## Begin RECORD LIST

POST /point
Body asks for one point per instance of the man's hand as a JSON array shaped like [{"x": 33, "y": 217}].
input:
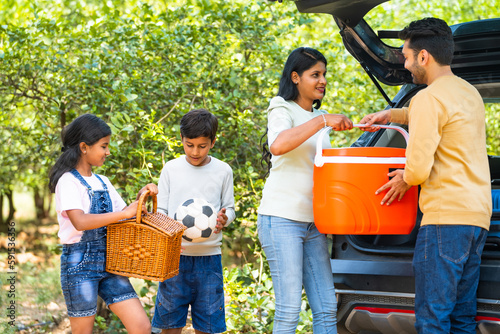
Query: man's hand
[
  {"x": 381, "y": 117},
  {"x": 397, "y": 187}
]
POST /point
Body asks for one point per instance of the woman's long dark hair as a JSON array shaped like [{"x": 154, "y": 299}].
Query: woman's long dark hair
[
  {"x": 300, "y": 60},
  {"x": 86, "y": 128}
]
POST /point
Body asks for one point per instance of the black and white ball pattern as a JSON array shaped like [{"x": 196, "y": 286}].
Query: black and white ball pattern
[{"x": 199, "y": 217}]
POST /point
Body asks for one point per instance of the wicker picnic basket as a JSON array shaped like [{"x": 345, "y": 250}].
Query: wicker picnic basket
[{"x": 146, "y": 246}]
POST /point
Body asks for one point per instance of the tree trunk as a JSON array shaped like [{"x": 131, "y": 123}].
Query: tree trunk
[
  {"x": 3, "y": 228},
  {"x": 12, "y": 209},
  {"x": 4, "y": 223}
]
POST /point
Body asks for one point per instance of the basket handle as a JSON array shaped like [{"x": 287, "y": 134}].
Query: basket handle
[
  {"x": 318, "y": 159},
  {"x": 143, "y": 197}
]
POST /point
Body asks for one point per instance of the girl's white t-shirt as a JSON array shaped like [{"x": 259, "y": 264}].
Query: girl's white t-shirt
[
  {"x": 288, "y": 189},
  {"x": 72, "y": 194}
]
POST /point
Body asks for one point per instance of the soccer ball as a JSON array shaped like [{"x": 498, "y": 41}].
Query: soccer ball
[{"x": 199, "y": 217}]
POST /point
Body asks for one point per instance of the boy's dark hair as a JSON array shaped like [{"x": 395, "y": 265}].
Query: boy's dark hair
[
  {"x": 86, "y": 128},
  {"x": 300, "y": 60},
  {"x": 433, "y": 35},
  {"x": 199, "y": 123}
]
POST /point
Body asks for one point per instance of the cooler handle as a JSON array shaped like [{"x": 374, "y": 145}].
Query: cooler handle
[{"x": 318, "y": 159}]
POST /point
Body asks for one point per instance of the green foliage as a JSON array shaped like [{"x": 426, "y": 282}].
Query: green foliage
[{"x": 251, "y": 307}]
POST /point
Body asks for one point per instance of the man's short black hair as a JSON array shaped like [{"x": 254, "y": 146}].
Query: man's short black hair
[
  {"x": 431, "y": 34},
  {"x": 199, "y": 123}
]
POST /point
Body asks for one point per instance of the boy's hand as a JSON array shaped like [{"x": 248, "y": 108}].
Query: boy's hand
[
  {"x": 153, "y": 190},
  {"x": 131, "y": 210},
  {"x": 221, "y": 220}
]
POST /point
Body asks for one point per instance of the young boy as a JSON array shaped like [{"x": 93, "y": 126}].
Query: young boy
[{"x": 200, "y": 280}]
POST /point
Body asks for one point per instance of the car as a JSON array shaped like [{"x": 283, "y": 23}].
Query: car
[{"x": 373, "y": 273}]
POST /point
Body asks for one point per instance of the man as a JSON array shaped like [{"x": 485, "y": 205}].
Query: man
[{"x": 446, "y": 156}]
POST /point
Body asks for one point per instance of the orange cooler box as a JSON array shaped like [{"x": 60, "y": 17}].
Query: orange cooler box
[{"x": 345, "y": 181}]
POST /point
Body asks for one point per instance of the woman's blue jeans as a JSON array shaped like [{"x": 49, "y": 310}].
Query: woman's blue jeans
[
  {"x": 446, "y": 266},
  {"x": 298, "y": 256}
]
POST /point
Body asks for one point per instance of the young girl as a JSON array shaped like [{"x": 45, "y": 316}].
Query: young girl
[
  {"x": 85, "y": 204},
  {"x": 297, "y": 253}
]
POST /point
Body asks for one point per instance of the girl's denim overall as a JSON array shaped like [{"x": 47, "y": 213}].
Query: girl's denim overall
[{"x": 83, "y": 264}]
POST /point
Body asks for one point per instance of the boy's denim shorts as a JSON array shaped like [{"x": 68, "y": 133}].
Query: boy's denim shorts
[
  {"x": 83, "y": 277},
  {"x": 199, "y": 284}
]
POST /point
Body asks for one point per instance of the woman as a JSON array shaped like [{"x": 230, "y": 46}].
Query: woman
[{"x": 297, "y": 253}]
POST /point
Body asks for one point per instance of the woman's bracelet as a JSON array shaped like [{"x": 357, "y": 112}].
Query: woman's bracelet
[{"x": 324, "y": 119}]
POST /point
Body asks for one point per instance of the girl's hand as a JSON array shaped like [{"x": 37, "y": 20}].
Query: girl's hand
[
  {"x": 131, "y": 210},
  {"x": 221, "y": 220},
  {"x": 338, "y": 122},
  {"x": 153, "y": 190}
]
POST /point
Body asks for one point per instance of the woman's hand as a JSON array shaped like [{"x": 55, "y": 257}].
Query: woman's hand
[
  {"x": 131, "y": 210},
  {"x": 338, "y": 122}
]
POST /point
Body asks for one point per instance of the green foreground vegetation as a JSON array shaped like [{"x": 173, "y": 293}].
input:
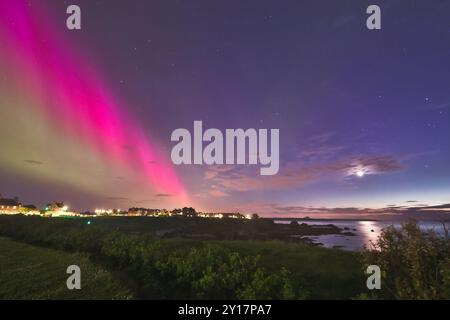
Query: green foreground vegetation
[
  {"x": 30, "y": 272},
  {"x": 161, "y": 267}
]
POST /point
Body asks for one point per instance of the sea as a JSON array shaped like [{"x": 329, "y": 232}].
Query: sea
[{"x": 365, "y": 231}]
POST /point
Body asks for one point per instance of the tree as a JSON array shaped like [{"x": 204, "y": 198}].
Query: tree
[{"x": 414, "y": 264}]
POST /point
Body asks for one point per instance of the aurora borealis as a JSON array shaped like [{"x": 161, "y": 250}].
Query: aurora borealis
[
  {"x": 66, "y": 116},
  {"x": 86, "y": 115}
]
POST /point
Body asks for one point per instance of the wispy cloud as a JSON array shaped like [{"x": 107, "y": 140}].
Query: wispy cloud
[
  {"x": 34, "y": 162},
  {"x": 238, "y": 178}
]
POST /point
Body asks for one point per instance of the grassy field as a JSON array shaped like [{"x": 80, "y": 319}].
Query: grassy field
[
  {"x": 29, "y": 272},
  {"x": 168, "y": 267}
]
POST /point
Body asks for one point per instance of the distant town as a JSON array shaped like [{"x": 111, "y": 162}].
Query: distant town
[{"x": 60, "y": 209}]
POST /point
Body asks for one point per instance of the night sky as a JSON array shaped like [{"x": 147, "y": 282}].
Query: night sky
[{"x": 86, "y": 115}]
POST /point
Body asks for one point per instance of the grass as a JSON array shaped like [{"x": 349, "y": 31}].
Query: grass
[
  {"x": 324, "y": 273},
  {"x": 29, "y": 272}
]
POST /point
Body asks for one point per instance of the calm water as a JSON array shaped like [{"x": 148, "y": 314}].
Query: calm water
[{"x": 366, "y": 231}]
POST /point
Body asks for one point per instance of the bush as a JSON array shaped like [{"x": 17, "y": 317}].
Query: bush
[{"x": 414, "y": 264}]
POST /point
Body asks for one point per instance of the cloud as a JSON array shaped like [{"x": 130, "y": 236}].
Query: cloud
[
  {"x": 163, "y": 195},
  {"x": 35, "y": 162},
  {"x": 218, "y": 193},
  {"x": 435, "y": 212},
  {"x": 293, "y": 175}
]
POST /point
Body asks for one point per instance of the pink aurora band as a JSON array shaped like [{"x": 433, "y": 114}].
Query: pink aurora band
[{"x": 72, "y": 93}]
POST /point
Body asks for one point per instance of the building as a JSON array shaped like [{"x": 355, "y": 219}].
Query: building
[
  {"x": 10, "y": 206},
  {"x": 58, "y": 209}
]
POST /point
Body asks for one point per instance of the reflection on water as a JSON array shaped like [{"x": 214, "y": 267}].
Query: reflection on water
[{"x": 365, "y": 232}]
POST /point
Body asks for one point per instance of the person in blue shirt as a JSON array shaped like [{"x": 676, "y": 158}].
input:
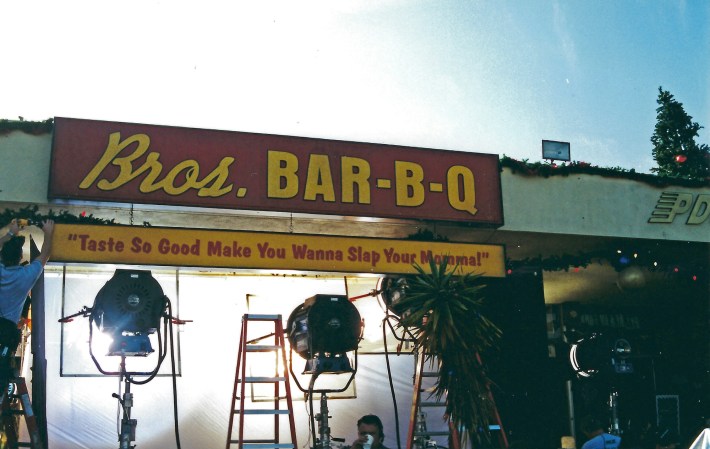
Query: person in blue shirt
[
  {"x": 16, "y": 282},
  {"x": 596, "y": 437}
]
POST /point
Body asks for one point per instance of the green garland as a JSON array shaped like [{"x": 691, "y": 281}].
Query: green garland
[
  {"x": 29, "y": 127},
  {"x": 32, "y": 214}
]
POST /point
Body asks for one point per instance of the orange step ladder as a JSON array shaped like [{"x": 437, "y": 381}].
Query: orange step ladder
[
  {"x": 280, "y": 378},
  {"x": 17, "y": 403}
]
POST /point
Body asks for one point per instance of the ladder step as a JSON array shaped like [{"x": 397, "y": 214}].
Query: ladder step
[
  {"x": 265, "y": 412},
  {"x": 263, "y": 348},
  {"x": 262, "y": 380},
  {"x": 267, "y": 445},
  {"x": 253, "y": 317}
]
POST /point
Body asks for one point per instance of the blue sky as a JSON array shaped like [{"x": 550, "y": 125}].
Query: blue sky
[{"x": 481, "y": 76}]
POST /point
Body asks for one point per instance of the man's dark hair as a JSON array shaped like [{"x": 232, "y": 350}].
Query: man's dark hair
[
  {"x": 11, "y": 253},
  {"x": 372, "y": 420}
]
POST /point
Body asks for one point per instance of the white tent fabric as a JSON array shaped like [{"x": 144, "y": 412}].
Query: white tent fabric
[{"x": 81, "y": 412}]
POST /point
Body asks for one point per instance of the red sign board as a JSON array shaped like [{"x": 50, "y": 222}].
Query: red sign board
[{"x": 125, "y": 162}]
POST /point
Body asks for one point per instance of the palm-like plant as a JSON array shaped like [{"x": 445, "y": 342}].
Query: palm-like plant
[{"x": 444, "y": 317}]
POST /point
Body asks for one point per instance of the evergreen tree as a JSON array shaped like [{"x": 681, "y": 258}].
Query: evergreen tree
[{"x": 674, "y": 147}]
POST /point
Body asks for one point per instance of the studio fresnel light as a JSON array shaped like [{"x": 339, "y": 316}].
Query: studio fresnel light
[{"x": 129, "y": 308}]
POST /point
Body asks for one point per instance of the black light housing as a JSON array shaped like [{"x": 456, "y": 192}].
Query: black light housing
[
  {"x": 129, "y": 307},
  {"x": 600, "y": 353},
  {"x": 322, "y": 330}
]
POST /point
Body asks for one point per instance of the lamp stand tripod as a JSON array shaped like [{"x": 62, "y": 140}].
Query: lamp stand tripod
[{"x": 323, "y": 427}]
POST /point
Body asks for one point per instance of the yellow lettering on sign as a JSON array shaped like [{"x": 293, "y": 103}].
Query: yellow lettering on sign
[
  {"x": 319, "y": 181},
  {"x": 213, "y": 185},
  {"x": 355, "y": 172},
  {"x": 282, "y": 179},
  {"x": 409, "y": 187},
  {"x": 461, "y": 189}
]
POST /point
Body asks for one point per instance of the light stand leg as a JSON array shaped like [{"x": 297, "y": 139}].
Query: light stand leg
[{"x": 323, "y": 427}]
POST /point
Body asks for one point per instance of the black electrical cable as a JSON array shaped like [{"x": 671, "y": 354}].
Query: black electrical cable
[{"x": 174, "y": 377}]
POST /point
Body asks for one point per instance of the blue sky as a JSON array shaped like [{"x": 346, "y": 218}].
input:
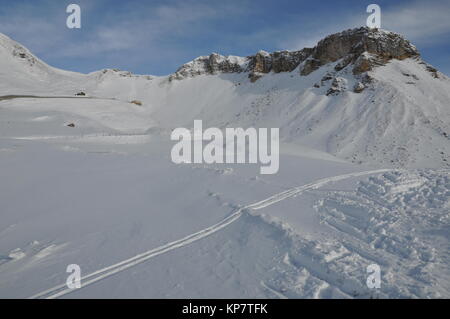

## End RECORD LIST

EXERCISE -
Extract every line from the items above that contains the string "cloud".

RESPONSE TO THIS EXERCISE -
Body asks for one point per instance of the wispy cloud as a JSON array shaped like [{"x": 107, "y": 140}].
Query: wispy cloud
Body asks for one point per instance of the cloud as a JSON array shaped like [{"x": 130, "y": 236}].
Query: cloud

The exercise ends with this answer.